### Work to complete
Lay out each line of the listing below as a JSON list of strings, one string per line. Skip blank lines and leave out the pictures.

--- begin Provided information ---

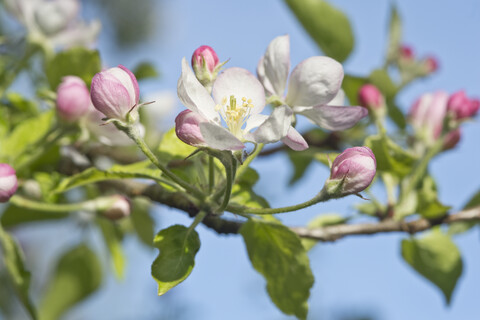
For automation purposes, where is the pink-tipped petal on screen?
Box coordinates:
[286,56,343,107]
[177,58,220,123]
[293,106,368,131]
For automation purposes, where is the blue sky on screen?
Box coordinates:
[11,0,480,320]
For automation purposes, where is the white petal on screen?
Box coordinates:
[282,126,308,151]
[244,106,293,143]
[243,114,268,132]
[212,68,265,114]
[286,56,343,107]
[177,58,220,123]
[262,35,290,97]
[200,122,245,151]
[294,106,368,131]
[257,57,275,96]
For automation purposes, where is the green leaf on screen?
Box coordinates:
[285,0,354,62]
[39,244,102,320]
[387,5,402,63]
[45,47,102,90]
[463,191,480,210]
[402,229,463,304]
[365,135,417,177]
[287,150,315,185]
[53,161,161,193]
[130,197,155,247]
[97,218,126,280]
[133,61,159,81]
[301,213,348,251]
[240,219,314,319]
[417,176,451,219]
[0,111,54,166]
[152,225,200,296]
[342,74,368,106]
[0,226,37,319]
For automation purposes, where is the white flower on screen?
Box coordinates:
[176,58,292,151]
[257,35,368,147]
[4,0,100,49]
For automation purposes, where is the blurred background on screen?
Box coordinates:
[0,0,480,320]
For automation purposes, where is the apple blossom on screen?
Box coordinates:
[176,58,292,151]
[0,163,18,202]
[56,76,91,122]
[102,195,132,220]
[358,84,385,112]
[90,65,140,121]
[257,35,368,149]
[447,90,480,120]
[325,147,377,198]
[4,0,100,49]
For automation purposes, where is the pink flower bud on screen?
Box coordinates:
[192,46,219,72]
[400,45,414,60]
[0,163,18,202]
[325,147,377,198]
[409,91,448,144]
[175,109,207,147]
[443,128,462,150]
[90,65,140,120]
[103,195,132,220]
[358,84,385,110]
[425,56,438,73]
[57,76,90,122]
[447,90,480,120]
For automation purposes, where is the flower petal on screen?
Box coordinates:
[282,126,308,151]
[244,106,293,143]
[212,68,265,114]
[177,58,220,123]
[243,113,268,132]
[257,35,290,97]
[200,122,245,151]
[286,56,343,107]
[293,106,368,131]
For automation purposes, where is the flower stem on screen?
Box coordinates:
[123,125,205,199]
[9,195,115,213]
[227,189,330,215]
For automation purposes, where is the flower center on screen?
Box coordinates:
[215,95,253,139]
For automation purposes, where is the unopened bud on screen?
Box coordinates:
[443,128,462,150]
[57,76,90,122]
[192,46,223,90]
[175,110,207,147]
[447,90,480,120]
[325,147,377,198]
[102,195,132,220]
[90,65,139,121]
[0,163,18,202]
[358,84,385,114]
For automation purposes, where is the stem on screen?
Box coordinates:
[10,195,115,213]
[218,157,237,212]
[187,211,207,234]
[235,143,265,181]
[227,189,330,215]
[208,156,215,194]
[121,126,204,199]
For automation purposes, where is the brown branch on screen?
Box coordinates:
[104,180,480,242]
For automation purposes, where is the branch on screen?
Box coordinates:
[104,180,480,242]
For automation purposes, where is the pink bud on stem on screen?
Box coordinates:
[325,147,377,198]
[57,76,90,123]
[0,163,18,202]
[90,65,140,121]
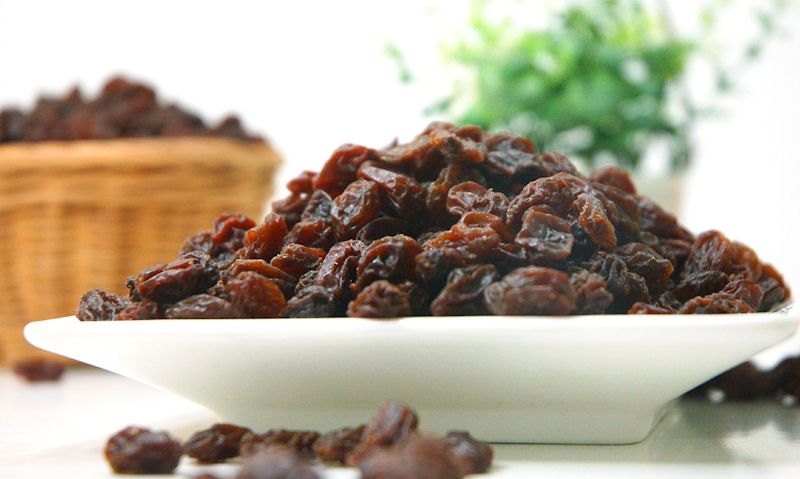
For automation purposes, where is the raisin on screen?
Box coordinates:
[628,302,675,314]
[136,251,219,304]
[285,218,333,249]
[484,266,577,315]
[352,235,422,293]
[514,208,575,265]
[445,431,494,476]
[347,401,419,466]
[678,293,753,314]
[225,271,286,318]
[286,171,317,195]
[331,180,381,241]
[239,429,320,456]
[166,293,238,319]
[359,434,463,479]
[223,259,297,298]
[314,144,377,198]
[12,358,64,383]
[569,269,614,314]
[105,426,182,474]
[114,296,163,321]
[356,216,417,243]
[238,213,288,261]
[446,181,508,218]
[236,446,320,479]
[75,289,129,321]
[721,279,764,311]
[300,190,333,222]
[269,243,325,278]
[358,163,425,221]
[281,285,337,318]
[590,251,650,313]
[615,243,674,296]
[211,213,256,250]
[431,264,498,316]
[183,423,250,464]
[314,425,366,465]
[589,166,636,195]
[272,194,310,228]
[425,163,485,227]
[347,280,411,318]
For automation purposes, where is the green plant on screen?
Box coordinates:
[404,0,786,169]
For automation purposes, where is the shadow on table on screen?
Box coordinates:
[498,399,800,464]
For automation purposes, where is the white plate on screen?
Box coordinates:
[25,310,799,444]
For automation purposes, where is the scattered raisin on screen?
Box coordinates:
[105,426,182,474]
[183,423,250,464]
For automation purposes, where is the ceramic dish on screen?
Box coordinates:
[25,310,798,444]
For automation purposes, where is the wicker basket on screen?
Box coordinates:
[0,138,280,364]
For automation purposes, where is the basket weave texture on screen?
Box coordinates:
[0,138,280,364]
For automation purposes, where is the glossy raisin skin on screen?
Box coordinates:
[236,446,320,479]
[76,122,791,320]
[347,401,419,465]
[314,425,366,465]
[183,423,250,464]
[445,431,494,476]
[105,426,182,474]
[484,266,577,315]
[75,289,129,321]
[359,434,463,479]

--- end Provided information ---

### Solution to the problem
[
  "For automation purposes, where is the pink-tipped petal on screen?",
  "Box coordinates:",
  "[286,56,343,107]",
  "[177,58,220,123]",
  "[293,106,368,131]",
  "For automation purposes, where is the blue sky on screen?",
  "Box coordinates:",
  "[11,0,480,320]",
  "For automation purposes, where is the white petal on screen?",
  "Box coordinates:",
  "[282,126,308,151]",
  "[244,106,293,143]",
  "[243,114,268,132]",
  "[212,68,265,114]",
  "[286,56,343,107]",
  "[177,58,220,123]",
  "[262,35,290,97]",
  "[200,122,245,151]",
  "[294,106,368,131]",
  "[257,57,275,96]",
  "For automation purposes, where is the green leaf on screen?",
  "Box coordinates:",
  "[285,0,354,62]",
  "[39,244,102,320]",
  "[387,5,402,63]",
  "[45,47,102,90]",
  "[463,191,480,210]",
  "[402,229,463,304]",
  "[365,135,417,177]",
  "[287,150,315,185]",
  "[53,161,161,193]",
  "[130,197,155,247]",
  "[97,218,126,280]",
  "[133,61,159,81]",
  "[301,213,348,251]",
  "[240,219,314,319]",
  "[417,176,451,219]",
  "[0,111,54,166]",
  "[152,225,200,296]",
  "[342,74,368,106]",
  "[0,226,37,319]",
  "For automation purposes, where is the white flower on screen?",
  "Box coordinates:",
  "[176,58,292,151]",
  "[257,35,368,147]",
  "[4,0,100,49]",
  "For automation purposes, where is the blurred background on screen?",
  "Box coordinates:",
  "[0,0,480,320]",
  "For automation purposes, where is the apple blossom on screen?",
  "Box coordinates:",
  "[176,58,292,151]",
  "[0,163,18,202]",
  "[56,76,91,122]",
  "[102,195,132,220]",
  "[358,84,385,112]",
  "[90,65,140,121]",
  "[257,35,368,149]",
  "[447,90,480,120]",
  "[325,147,377,198]",
  "[4,0,100,49]",
  "For automation purposes, where is the pink flower bud on screen?",
  "Box coordinates:",
  "[192,46,219,72]",
  "[400,45,414,60]",
  "[0,163,18,202]",
  "[325,147,377,198]",
  "[409,91,448,144]",
  "[175,109,207,147]",
  "[443,128,462,150]",
  "[90,65,140,120]",
  "[103,195,132,220]",
  "[358,84,385,110]",
  "[425,56,438,73]",
  "[57,76,90,122]",
  "[447,90,480,120]",
  "For automation purposes, where is the flower petal on screen?",
  "Box coordinates:",
  "[282,126,308,151]",
  "[244,106,293,143]",
  "[212,68,265,114]",
  "[177,58,220,123]",
  "[243,113,268,132]",
  "[257,35,290,97]",
  "[200,122,245,151]",
  "[286,56,343,107]",
  "[293,106,368,131]",
  "For automation purposes, where is the flower stem on screen?",
  "Box coordinates:",
  "[123,125,205,199]",
  "[9,195,115,213]",
  "[227,189,330,215]",
  "For automation purposes, where is the flower center on screen?",
  "Box coordinates:",
  "[215,95,253,139]",
  "For automation purposes, where is the unopened bud on screen?",
  "Box coordinates:",
  "[443,128,462,150]",
  "[57,76,90,122]",
  "[192,46,223,90]",
  "[175,110,207,147]",
  "[447,90,480,120]",
  "[325,147,377,198]",
  "[102,195,132,220]",
  "[90,65,139,121]",
  "[0,163,18,202]",
  "[358,84,385,114]",
  "For automation purposes, where is the stem on screen?",
  "Box coordinates:",
  "[10,195,115,213]",
  "[218,157,237,212]",
  "[187,211,207,234]",
  "[235,143,265,181]",
  "[227,189,330,215]",
  "[208,156,215,194]",
  "[121,126,204,199]",
  "For automation purposes, where is the brown branch on screen?",
  "Box coordinates:",
  "[104,180,480,242]",
  "For automation purposes, where is the branch on screen?",
  "Box coordinates:",
  "[104,180,480,242]",
  "For automation purposes, where is the pink bud on stem on screen?",
  "Box coordinates:",
  "[325,147,377,198]",
  "[57,76,90,123]",
  "[0,163,18,202]",
  "[90,65,140,121]",
  "For automation purposes, where is the raisin on screen?",
  "Box coordinates:",
  "[628,302,675,314]",
  "[136,251,219,304]",
  "[285,218,333,249]",
  "[484,266,577,315]",
  "[352,235,422,293]",
  "[514,208,575,265]",
  "[445,431,494,476]",
  "[347,401,419,466]",
  "[678,293,753,314]",
  "[225,271,286,318]",
  "[286,171,317,195]",
  "[331,180,381,241]",
  "[239,429,320,456]",
  "[166,293,238,319]",
  "[359,434,463,479]",
  "[223,259,297,298]",
  "[314,144,377,198]",
  "[12,358,64,383]",
  "[569,269,614,314]",
  "[105,426,182,474]",
  "[114,296,163,321]",
  "[356,216,417,243]",
  "[238,213,288,261]",
  "[446,181,508,218]",
  "[236,446,320,479]",
  "[75,289,129,321]",
  "[721,279,764,311]",
  "[300,190,333,222]",
  "[269,243,325,278]",
  "[358,163,425,221]",
  "[281,285,337,318]",
  "[590,251,650,313]",
  "[615,243,674,296]",
  "[211,213,256,250]",
  "[431,264,498,316]",
  "[183,423,250,464]",
  "[314,425,366,465]",
  "[589,166,636,195]",
  "[272,194,310,228]",
  "[425,163,485,227]",
  "[347,280,411,318]",
  "For automation purposes, where is the green plant on screen?",
  "Box coordinates:",
  "[404,0,786,169]",
  "For automation purposes, where is the shadow on table on screen?",
  "Box coordinates:",
  "[498,399,800,464]",
  "For automation purposes, where is the white plate on screen?",
  "Box coordinates:",
  "[25,310,799,444]",
  "For automation purposes, where is the scattered raisin on screen?",
  "Box coordinates:",
  "[105,426,182,474]",
  "[183,423,250,464]",
  "For automation purposes, where is the ceramic dish on screen?",
  "Box coordinates:",
  "[25,310,798,444]",
  "For automation purposes, where is the wicker basket on screen?",
  "Box coordinates:",
  "[0,138,280,364]",
  "For automation purposes, where is the basket weave texture on screen?",
  "Box coordinates:",
  "[0,138,280,364]",
  "For automation purposes, where is the glossy raisin skin on screen?",
  "Box coordinates:",
  "[236,446,320,479]",
  "[76,122,791,320]",
  "[347,401,419,465]",
  "[314,425,366,465]",
  "[183,423,250,464]",
  "[445,431,494,476]",
  "[105,426,182,474]",
  "[484,266,577,315]",
  "[75,289,129,321]",
  "[359,434,463,479]"
]